**Texto do documento**
+++
Na denúncia, o procurador explicita o papel de Mares Guia, à época vice-governador de Minas, na movimentação do suposto caixa dois da campanha de Azeredo e Clésio Andrade. "Foi ele (Mares Guia), por exemplo, quem formulou, ainda no início da campanha, o esboço contendo a estimativa de recursos que o processo eleitoral necessitaria. Recursos esses, diga-se de passagem, que foram supridos pelo esquema criminoso oferecido e executado por Clésio Andrade, Marcos Valério, Cristiano Paz e Ramon Hollerbach". Paz e Hollerbach eram sócios de Marcos Valério e Clésio Andrade na SMP&B.

Acima de Mares Guia no esquema estaria apenas o ex-governador Eduardo Azeredo, candidato à reeleição. Segundo Antonio Fernando, Azeredo "foi o principal beneficiário do esquema implementado. Embora negue ter participado dos fatos, as provas colhidas, como se verá ao longo da denúncia, desmentem sua versão defensiva". No documento, entregue ao STF, Antonio Fernando sustenta que pelos menos R$200 mil do dinheiro desviado do governo de Minas foram depositados numa conta da campanha em nome de Eduardo Azeredo.

O dinheiro teria chegado à conta do senador numa operação entre ele, Clésio Andrade e a Carbo, uma das empresas que teriam sido usadas para camuflar a origem dos recursos. "Clésio Andrade, por meio da Carbo, além de receber recursos do esquema, repassou, no dia 21 de outubro de 1998, R$200 mil para a conta bancária de campanha eleitoral, em nome de Eduardo Azeredo", acusa o procurador. O restante dos recursos, segundo a denúncia, teria sido usado para pagar despesas de campanha e bancar gastos pessoais de outros integrantes do esquema.

Segundo o procurador, pelo menos R$3,5 milhões de recursos públicos abasteceram a campanha de Azeredo, a partir de uma simulação de patrocínio ao Enduro da Independência, tradicional competição de motocross no interior de Minas. O governo de Minas, por intermédio da Copasa (Companhia de Saneamento de Minas Gerais), da Comig (Companhia Mineradora de Minas Gerais) e do Bemge (Banco do Estado de Minas Gerais), repassou o dinheiro para SMP&B, agência de Marcos Valério, a título de patrocínio da competição de enduro.
+++
**Seção de dados**

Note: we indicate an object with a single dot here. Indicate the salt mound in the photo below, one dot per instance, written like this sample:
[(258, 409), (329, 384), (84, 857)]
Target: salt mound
+++
**Tarefa**
Reproduza sem alterações o trecho do texto sobre a denúncia que vai de "Segundo o procurador, pelo" até "competição de enduro.". A listagem é um material à parte, sem ligação com o texto.

**Resposta**
Segundo o procurador, pelo menos R$3,5 milhões de recursos públicos abasteceram a campanha de Azeredo, a partir de uma simulação de patrocínio ao Enduro da Independência, tradicional competição de motocross no interior de Minas. O governo de Minas, por intermédio da Copasa (Companhia de Saneamento de Minas Gerais), da Comig (Companhia Mineradora de Minas Gerais) e do Bemge (Banco do Estado de Minas Gerais), repassou o dinheiro para SMP&B, agência de Marcos Valério, a título de patrocínio da competição de enduro.